◆ YOUR OBJECTIVE
Return each entry unchanged.

Records from a collection
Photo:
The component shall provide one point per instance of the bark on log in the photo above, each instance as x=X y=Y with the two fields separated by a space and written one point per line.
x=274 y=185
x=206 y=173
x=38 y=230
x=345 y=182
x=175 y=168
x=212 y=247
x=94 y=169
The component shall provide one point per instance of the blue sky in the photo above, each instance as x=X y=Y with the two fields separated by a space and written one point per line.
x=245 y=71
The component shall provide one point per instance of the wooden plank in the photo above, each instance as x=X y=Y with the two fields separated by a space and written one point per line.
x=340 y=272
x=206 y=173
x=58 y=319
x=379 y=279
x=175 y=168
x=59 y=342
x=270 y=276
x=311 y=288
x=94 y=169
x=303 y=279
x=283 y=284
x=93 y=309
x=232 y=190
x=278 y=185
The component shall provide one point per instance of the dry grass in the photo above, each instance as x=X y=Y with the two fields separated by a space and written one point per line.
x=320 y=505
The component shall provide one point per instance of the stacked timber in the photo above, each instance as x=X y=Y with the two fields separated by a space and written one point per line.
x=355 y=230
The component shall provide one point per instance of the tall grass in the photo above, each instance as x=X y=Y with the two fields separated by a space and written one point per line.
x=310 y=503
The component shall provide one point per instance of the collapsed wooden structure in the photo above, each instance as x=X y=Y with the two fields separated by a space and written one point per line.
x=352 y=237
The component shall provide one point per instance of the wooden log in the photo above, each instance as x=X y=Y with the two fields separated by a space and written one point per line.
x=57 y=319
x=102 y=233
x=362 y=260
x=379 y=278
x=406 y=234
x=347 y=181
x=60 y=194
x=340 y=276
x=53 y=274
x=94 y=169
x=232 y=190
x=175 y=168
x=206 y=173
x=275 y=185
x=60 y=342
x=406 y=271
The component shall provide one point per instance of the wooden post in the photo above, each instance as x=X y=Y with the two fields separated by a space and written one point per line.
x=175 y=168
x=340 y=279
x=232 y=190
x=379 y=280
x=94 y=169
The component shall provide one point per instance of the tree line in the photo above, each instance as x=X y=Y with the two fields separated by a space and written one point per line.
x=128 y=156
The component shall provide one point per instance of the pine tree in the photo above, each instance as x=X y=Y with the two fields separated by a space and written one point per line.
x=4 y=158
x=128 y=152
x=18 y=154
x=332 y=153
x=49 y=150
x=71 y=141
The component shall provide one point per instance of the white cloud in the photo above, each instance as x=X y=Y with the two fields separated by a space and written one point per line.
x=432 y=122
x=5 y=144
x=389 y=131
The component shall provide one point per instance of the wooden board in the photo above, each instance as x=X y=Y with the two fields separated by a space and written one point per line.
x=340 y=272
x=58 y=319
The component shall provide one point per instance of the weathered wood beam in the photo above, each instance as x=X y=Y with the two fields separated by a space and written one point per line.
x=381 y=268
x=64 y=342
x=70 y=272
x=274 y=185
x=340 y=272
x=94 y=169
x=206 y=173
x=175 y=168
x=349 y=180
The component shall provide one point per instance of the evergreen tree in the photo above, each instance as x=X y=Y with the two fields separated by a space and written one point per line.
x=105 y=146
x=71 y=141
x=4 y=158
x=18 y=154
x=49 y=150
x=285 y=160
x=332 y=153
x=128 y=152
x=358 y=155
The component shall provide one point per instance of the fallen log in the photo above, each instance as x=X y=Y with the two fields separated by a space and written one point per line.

◆ PROBLEM SOLUTION
Photo:
The component shall provide one point per instance of the bark on log in the photo above, each instance as x=X y=Y with the two fields separated by a space and written one point per line.
x=274 y=185
x=206 y=173
x=38 y=230
x=345 y=182
x=175 y=168
x=212 y=247
x=94 y=169
The component shall provide one point per instance of the blue sky in the photo above, each instance as x=X y=Y with the two fields separated by a space and written one point per line.
x=245 y=71
The component shall provide one point per instance of the wooden plank in the photo above, each instance as x=X y=Y with the two fields separated by a space and written one point per line.
x=340 y=272
x=206 y=173
x=58 y=319
x=379 y=279
x=175 y=168
x=59 y=342
x=270 y=276
x=311 y=288
x=94 y=169
x=303 y=279
x=283 y=284
x=93 y=309
x=232 y=190
x=278 y=185
The component shall provide one point per instance of the dry grass in the photo above, each instance as x=X y=Y with the two fields separated by a space and written one point per line.
x=320 y=505
The component shall provide one point per instance of the stacked timber in the photo above, each instance as x=X y=Y with the two fields separated by a space and written one point per line.
x=355 y=230
The component shall provide one point per instance of the tall grass in the photo above, each instance as x=X y=Y with the two fields separated by a space and written one point per line.
x=310 y=503
The component shall provide one point per instance of the collapsed wooden structure in the photo above, each instance as x=X y=Y with the two fields separated by a space and written one point per line.
x=352 y=237
The component shall provide one point per instance of the wooden log in the photo above, each instance as x=X y=Y with the two fields separated by a space and written one point per line.
x=57 y=319
x=102 y=233
x=362 y=260
x=379 y=278
x=406 y=234
x=347 y=181
x=60 y=194
x=340 y=276
x=53 y=274
x=94 y=169
x=232 y=190
x=175 y=168
x=206 y=173
x=275 y=185
x=60 y=342
x=406 y=271
The component shall provide one point per instance of the wooden post in the photo above, each instance as x=X y=Y with the two fields separated by a space and written one point per line.
x=175 y=168
x=340 y=279
x=232 y=190
x=379 y=280
x=94 y=169
The component shall provide one point per instance of the tree line in the photo above, each instance as x=X y=Y with the two fields separated by a space and written one point per line.
x=128 y=156
The component shall provide one point per instance of the pine tree in the photo above, each instance as x=X y=Y with the two fields separated by a space and written one point per line.
x=4 y=158
x=128 y=152
x=18 y=154
x=332 y=153
x=49 y=150
x=71 y=141
The component shall provide one point per instance of the white cloud in the photo above, each instance as x=X y=Y with the two fields separated by a space and written one point per line.
x=432 y=122
x=5 y=144
x=389 y=131
The component shall provide one point per instance of the wooden board in the photo above, each instance as x=X y=Y with the two fields separated by a space and written one point per line.
x=340 y=272
x=58 y=319
The component shall provide one point per instance of the weathered wood beam in the photo above, each instance as x=X y=Y with the two fields separated by a space and written one point per line.
x=381 y=268
x=64 y=342
x=70 y=272
x=274 y=185
x=340 y=272
x=94 y=169
x=206 y=173
x=175 y=168
x=349 y=180
The component shall provide one point per instance of the evergreen tree in the photo above, each instance as x=X y=Y with the two fields separated by a space and written one point per line.
x=105 y=146
x=71 y=141
x=4 y=158
x=18 y=154
x=49 y=150
x=285 y=160
x=332 y=153
x=128 y=152
x=358 y=155
The component shall provide one point per instance of the fallen log in the photo above, each instance as x=X y=Y with the two fields separated by a space and written one point per line.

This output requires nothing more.